─── Input material ───

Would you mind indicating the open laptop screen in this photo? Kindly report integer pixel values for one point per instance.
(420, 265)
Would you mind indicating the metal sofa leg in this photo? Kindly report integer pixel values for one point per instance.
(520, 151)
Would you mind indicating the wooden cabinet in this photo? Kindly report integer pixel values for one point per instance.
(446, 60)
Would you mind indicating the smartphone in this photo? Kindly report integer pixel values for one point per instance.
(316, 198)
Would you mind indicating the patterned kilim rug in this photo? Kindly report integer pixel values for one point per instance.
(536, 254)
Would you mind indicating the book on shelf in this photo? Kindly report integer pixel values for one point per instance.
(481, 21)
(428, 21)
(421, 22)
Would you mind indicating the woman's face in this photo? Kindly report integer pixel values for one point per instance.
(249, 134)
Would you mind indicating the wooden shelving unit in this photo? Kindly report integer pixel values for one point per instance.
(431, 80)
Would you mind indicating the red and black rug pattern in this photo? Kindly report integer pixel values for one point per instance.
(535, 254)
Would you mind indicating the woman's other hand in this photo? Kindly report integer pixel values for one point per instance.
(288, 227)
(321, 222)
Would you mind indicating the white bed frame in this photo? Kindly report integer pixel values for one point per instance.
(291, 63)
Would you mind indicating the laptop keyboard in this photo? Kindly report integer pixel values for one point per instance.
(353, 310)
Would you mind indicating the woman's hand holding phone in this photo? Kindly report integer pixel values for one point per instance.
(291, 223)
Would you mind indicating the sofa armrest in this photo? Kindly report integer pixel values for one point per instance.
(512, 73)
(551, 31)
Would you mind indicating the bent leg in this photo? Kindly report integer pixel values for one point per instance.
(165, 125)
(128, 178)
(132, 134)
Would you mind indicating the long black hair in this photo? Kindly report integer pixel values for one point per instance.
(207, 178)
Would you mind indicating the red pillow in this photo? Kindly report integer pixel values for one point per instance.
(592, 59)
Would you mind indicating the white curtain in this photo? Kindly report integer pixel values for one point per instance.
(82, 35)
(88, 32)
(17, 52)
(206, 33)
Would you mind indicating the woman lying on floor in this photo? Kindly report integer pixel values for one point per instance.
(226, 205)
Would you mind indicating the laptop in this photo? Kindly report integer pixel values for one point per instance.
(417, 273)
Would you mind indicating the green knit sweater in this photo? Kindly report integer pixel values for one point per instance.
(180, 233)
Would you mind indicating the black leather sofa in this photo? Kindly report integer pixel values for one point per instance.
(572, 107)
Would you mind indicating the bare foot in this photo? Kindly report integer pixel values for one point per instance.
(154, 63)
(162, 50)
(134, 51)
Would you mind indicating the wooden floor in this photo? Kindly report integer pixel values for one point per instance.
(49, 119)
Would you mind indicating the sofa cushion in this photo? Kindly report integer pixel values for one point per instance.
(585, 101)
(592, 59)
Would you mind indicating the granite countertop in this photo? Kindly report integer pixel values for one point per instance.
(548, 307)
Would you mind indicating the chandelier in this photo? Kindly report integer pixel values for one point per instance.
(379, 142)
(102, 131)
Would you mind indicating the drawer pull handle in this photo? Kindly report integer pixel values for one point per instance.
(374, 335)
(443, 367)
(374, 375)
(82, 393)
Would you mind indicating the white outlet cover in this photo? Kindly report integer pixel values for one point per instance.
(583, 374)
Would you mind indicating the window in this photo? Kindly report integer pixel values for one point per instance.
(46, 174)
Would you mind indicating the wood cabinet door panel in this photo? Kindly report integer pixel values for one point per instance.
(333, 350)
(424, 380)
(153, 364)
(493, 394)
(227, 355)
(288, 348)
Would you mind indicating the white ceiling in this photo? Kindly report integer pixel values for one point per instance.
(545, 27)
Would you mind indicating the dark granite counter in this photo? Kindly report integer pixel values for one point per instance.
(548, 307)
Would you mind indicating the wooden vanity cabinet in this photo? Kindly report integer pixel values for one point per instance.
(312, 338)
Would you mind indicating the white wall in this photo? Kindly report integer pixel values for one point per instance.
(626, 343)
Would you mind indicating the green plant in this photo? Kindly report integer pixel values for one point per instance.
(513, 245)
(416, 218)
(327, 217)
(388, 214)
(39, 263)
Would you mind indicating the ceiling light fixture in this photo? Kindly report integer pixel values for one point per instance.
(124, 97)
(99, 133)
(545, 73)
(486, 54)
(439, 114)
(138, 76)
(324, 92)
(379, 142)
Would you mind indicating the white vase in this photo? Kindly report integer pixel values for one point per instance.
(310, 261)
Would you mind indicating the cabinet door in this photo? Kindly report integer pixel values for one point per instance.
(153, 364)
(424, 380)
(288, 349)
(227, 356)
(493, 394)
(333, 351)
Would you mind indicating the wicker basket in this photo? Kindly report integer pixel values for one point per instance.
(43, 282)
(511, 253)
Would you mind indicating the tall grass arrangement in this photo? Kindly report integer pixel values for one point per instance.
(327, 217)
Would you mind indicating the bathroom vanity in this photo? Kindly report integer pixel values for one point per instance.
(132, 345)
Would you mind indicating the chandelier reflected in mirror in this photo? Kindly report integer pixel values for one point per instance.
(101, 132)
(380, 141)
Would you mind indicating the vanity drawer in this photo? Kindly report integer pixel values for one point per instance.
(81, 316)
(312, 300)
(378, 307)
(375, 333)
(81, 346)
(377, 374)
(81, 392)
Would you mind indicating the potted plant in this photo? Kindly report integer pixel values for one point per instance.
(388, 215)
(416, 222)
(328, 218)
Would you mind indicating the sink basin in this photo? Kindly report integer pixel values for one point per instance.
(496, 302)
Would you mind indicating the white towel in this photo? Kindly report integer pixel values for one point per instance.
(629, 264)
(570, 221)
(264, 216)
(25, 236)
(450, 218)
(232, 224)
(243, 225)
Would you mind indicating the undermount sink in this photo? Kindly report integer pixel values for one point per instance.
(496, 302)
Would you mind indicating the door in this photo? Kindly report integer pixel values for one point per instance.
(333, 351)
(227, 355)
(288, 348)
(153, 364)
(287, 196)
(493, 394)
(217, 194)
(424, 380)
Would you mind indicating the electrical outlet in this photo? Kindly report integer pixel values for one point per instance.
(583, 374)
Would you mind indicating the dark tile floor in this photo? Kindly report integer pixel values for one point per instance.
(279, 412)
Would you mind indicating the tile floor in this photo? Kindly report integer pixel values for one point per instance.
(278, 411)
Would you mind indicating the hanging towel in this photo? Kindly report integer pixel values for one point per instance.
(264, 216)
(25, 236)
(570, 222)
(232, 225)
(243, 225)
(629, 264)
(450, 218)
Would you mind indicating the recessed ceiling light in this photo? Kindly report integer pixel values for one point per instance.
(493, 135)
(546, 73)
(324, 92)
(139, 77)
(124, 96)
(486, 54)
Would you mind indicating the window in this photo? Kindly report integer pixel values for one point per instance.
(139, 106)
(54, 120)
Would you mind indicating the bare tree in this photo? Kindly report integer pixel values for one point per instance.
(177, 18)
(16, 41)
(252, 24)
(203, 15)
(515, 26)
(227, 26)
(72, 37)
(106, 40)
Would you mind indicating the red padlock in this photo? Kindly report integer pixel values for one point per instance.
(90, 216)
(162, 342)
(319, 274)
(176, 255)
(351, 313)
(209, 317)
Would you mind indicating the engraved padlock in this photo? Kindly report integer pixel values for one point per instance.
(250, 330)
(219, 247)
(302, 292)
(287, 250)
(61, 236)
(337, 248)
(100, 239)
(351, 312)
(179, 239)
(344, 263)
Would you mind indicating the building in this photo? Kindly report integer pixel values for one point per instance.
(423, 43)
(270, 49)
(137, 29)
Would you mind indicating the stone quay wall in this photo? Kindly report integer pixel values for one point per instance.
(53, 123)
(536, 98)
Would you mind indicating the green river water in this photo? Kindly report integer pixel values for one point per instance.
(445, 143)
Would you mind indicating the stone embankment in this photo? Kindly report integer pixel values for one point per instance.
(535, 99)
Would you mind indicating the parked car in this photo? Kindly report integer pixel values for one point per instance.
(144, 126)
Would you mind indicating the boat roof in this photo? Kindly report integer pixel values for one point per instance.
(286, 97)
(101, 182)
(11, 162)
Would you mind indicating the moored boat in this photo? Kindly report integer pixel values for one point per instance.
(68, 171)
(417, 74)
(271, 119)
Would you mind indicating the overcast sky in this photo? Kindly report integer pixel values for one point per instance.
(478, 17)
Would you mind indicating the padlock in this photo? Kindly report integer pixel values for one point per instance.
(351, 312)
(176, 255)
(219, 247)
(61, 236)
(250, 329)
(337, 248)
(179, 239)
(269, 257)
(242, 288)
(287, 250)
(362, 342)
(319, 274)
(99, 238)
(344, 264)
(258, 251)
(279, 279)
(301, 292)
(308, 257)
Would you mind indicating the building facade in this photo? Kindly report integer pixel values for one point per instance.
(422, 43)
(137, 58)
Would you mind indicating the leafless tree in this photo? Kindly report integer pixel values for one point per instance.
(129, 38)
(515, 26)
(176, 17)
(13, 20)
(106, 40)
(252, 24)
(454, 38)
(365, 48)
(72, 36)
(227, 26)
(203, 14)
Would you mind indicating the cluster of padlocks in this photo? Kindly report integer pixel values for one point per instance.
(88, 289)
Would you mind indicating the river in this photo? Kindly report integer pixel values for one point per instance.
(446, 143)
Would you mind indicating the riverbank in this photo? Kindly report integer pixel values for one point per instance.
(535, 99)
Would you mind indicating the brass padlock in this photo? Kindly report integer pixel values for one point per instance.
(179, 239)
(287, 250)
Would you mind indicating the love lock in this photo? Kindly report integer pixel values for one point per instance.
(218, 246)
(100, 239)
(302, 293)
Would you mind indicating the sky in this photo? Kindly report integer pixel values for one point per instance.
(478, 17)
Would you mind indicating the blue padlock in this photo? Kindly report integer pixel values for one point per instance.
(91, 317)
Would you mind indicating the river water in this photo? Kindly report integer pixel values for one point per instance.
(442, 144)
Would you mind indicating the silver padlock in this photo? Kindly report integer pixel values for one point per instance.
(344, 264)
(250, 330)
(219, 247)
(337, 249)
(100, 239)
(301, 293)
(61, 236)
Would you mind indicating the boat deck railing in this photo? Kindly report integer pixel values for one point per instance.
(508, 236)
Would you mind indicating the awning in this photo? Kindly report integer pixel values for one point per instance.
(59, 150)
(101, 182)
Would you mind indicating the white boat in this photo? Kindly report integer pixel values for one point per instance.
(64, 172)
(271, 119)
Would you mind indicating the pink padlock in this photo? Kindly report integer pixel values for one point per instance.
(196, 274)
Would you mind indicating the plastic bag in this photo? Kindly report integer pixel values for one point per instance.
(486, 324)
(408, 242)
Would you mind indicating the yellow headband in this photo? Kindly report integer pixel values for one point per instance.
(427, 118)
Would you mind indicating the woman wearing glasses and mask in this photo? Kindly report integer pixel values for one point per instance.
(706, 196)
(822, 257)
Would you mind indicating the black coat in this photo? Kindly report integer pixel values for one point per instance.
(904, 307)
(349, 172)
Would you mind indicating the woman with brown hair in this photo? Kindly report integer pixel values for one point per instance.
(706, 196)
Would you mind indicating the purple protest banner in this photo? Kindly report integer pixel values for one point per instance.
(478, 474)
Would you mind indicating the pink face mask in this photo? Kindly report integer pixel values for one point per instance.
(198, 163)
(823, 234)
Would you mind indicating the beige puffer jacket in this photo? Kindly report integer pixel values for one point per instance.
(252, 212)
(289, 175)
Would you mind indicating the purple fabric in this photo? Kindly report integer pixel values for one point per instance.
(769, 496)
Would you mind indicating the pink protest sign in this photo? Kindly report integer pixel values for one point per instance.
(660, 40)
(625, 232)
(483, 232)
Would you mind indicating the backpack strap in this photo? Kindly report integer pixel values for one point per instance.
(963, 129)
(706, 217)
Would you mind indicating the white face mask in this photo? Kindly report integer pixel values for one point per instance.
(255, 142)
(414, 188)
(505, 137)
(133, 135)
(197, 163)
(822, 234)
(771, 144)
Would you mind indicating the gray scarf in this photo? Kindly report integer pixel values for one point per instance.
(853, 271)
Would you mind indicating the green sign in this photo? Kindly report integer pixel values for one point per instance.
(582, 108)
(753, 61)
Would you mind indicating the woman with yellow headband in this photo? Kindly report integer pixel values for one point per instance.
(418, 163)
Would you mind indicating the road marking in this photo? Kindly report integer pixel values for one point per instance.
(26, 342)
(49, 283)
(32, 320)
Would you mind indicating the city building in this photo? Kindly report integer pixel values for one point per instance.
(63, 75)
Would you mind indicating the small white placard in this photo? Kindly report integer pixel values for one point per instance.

───

## [Set exercise]
Can you print, unchanged, the part of the items above that starts at the line containing "Would you mind indicating the green sign" and continues through the final line of the items?

## [Answer for this exercise]
Would you mind indicating the green sign in this photo? Kindly report integer pixel values for one point per instance.
(582, 108)
(753, 61)
Would you mind indicating the woman with yellow headband in this photo? Kindly report integer pixel values for one point per instance.
(418, 163)
Would you mind indicating the road marking in this photo? Kindly report integer pixel values for one point per instance.
(26, 342)
(49, 283)
(32, 320)
Would you mind indicating the city building in this photo? Kindly report integer pixel values for one point per instance.
(63, 75)
Would you mind indicating the small white placard in this photo? Kindly report integer pixel values for one point per instance.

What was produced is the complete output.